**TASK GOAL**
With pictures left out, output exactly the lines from the line holding "shaped like (534,102)." through the end of the data, both included.

**DATA EXTRACT**

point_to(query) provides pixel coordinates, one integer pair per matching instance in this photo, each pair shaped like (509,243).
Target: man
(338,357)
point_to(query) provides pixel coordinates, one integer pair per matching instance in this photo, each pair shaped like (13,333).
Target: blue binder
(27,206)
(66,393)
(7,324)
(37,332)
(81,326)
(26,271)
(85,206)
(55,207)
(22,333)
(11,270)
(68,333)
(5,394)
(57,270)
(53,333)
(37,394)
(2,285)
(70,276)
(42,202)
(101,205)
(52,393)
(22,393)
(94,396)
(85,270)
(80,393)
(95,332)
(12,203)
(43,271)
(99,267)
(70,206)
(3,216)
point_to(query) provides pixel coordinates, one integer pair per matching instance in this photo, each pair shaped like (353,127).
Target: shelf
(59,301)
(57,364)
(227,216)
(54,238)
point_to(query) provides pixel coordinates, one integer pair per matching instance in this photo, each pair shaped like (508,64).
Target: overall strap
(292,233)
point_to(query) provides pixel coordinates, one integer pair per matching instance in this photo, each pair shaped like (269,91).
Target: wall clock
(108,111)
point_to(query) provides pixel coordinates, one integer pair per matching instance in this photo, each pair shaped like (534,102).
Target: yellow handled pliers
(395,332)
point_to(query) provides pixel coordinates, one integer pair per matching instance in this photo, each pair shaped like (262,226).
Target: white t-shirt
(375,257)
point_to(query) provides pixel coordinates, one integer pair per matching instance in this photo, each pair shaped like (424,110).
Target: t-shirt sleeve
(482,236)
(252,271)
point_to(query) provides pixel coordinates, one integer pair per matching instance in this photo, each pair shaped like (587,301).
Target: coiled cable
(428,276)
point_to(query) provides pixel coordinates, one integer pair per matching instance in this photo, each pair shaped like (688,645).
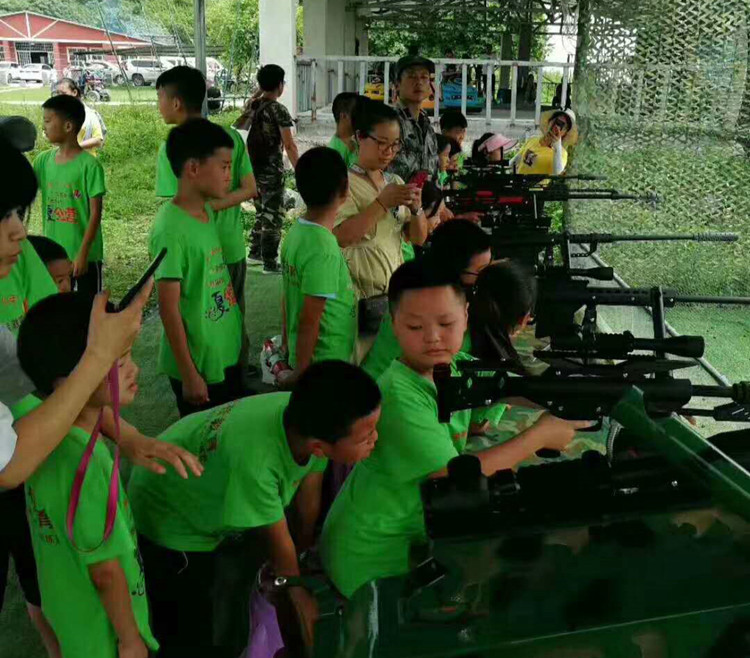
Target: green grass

**ANSWER TO THE EXERCISE**
point_to(query) provides pixel coordinates, one integer pair per matching instance in this photo, each pair shaped like (534,102).
Target: yellow handled pliers
(395,332)
point_to(query) provides pixel coordinates, one integer pair per matching instance in this photo, each pair shaped like (262,226).
Target: white t-shirt
(375,257)
point_to(query) provides pixel coordinates, one integer pair per matching instance in this photo, each pair shaped like (424,110).
Target: t-shirt sleeve
(482,236)
(252,271)
point_to(query) provides pixel coordinates, one integer pair per matching instance in this photo, each pair shaped like (587,301).
Target: coiled cable
(428,276)
point_to(query) provides pixel coordinates, one integer pair per matching instance in this photo, each pair shaped like (688,645).
Target: green grass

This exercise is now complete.